> Task: Copy out the records below word for word, starting at the line that contains "of the tufted" and ending at the line that contains "of the wooden". Include both of those lines and nothing outside them.

> Given records:
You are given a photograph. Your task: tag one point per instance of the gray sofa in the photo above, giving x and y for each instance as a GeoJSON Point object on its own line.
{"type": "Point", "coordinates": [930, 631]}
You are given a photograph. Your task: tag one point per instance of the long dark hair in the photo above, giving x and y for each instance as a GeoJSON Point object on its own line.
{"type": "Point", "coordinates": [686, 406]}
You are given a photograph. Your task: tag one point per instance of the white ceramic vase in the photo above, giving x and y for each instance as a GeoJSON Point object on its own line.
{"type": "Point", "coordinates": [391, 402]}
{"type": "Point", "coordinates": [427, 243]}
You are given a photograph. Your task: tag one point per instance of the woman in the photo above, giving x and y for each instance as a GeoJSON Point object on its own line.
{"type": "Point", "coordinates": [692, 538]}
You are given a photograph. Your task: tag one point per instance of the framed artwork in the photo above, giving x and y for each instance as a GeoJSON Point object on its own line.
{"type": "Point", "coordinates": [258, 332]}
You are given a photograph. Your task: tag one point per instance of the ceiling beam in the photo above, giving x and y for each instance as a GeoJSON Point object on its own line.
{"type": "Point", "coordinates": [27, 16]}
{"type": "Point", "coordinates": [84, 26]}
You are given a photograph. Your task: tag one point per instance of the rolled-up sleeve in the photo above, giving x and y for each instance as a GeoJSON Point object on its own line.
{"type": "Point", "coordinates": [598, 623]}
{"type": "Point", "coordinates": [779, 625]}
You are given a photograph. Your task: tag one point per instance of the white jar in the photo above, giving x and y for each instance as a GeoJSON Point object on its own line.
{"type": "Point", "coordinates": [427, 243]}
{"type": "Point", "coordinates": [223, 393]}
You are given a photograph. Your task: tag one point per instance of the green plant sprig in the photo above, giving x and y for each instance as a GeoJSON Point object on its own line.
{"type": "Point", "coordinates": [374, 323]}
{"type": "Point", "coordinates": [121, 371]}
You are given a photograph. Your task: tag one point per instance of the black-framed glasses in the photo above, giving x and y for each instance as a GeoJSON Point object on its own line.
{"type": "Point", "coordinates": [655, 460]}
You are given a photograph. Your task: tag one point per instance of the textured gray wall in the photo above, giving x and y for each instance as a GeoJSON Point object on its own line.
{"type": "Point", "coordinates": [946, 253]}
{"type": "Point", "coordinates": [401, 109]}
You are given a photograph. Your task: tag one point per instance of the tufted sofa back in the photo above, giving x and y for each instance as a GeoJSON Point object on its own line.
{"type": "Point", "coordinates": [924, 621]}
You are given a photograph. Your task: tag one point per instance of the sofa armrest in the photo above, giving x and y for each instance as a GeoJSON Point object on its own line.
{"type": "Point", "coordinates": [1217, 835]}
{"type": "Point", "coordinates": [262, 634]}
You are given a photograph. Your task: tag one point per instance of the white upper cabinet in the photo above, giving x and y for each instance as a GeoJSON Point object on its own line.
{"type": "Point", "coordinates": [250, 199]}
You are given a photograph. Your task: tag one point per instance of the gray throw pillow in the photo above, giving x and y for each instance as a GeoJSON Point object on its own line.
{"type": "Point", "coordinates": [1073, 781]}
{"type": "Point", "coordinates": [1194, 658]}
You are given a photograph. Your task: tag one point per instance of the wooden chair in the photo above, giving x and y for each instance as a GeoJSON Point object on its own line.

...

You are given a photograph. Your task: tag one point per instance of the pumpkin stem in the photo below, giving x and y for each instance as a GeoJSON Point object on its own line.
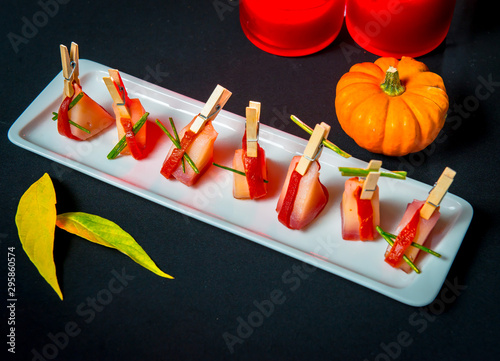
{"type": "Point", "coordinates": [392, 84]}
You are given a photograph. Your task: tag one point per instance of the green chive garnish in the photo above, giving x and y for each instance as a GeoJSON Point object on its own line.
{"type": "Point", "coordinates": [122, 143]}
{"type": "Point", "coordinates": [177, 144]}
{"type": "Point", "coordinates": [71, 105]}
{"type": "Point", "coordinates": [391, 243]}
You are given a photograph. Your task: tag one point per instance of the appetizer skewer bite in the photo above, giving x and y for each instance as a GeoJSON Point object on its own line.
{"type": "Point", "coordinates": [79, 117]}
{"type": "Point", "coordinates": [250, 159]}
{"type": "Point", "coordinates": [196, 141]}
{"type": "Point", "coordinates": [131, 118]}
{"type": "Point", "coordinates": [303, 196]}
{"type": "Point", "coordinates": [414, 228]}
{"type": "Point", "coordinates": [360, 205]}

==

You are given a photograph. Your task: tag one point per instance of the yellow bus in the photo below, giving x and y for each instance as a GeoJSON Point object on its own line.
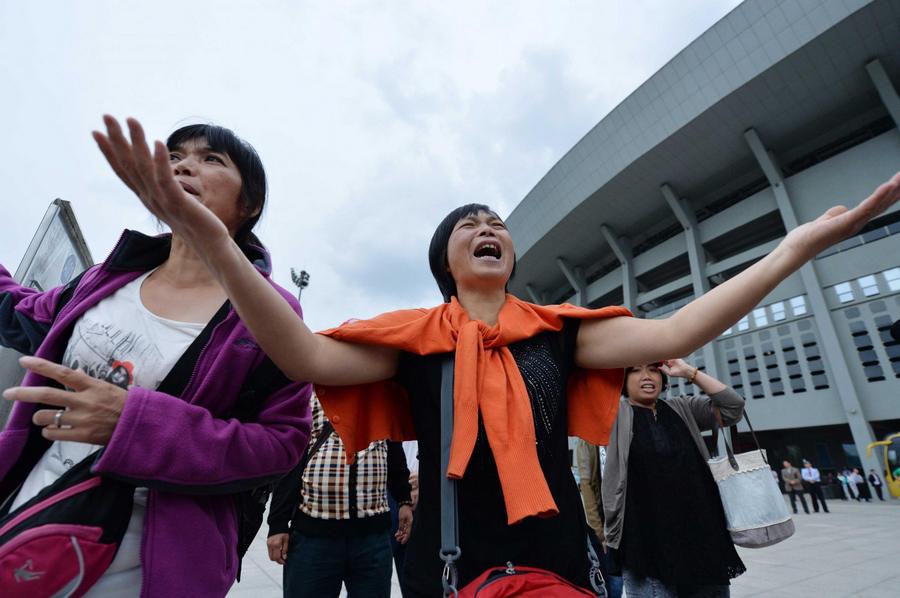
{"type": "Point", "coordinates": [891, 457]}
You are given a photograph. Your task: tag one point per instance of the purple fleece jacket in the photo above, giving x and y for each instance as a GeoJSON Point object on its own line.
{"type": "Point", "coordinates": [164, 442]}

> Solution below:
You are given a photograph. Your task: tag one point per instance of the tufted sofa back in the photo above, giving x and y for each instance as a GeoJSON Point object on its own line.
{"type": "Point", "coordinates": [924, 621]}
You are given a photograph. Your task: tag one point per instance of the sofa armrest in the photo above, giving x and y for each instance as a GeoJSON Point object on its own line.
{"type": "Point", "coordinates": [1217, 835]}
{"type": "Point", "coordinates": [262, 634]}
You are given a photograph. Your task: tag one point per instance of the white upper cabinet in the photo above, giving x and y for each instance as a GeoJSON Point object on its own line.
{"type": "Point", "coordinates": [250, 199]}
You are given a photograph. Your task: tag one point per instance of the gray throw pillow in the photo above, giving x and y for each instance as a GeoJSON Point object on its own line.
{"type": "Point", "coordinates": [1073, 781]}
{"type": "Point", "coordinates": [1194, 658]}
You are given a photograph. Your task: tag one point per instance of the wooden chair in the photo above, giving x and y for each instance as a GeoJSON Point object on its own line.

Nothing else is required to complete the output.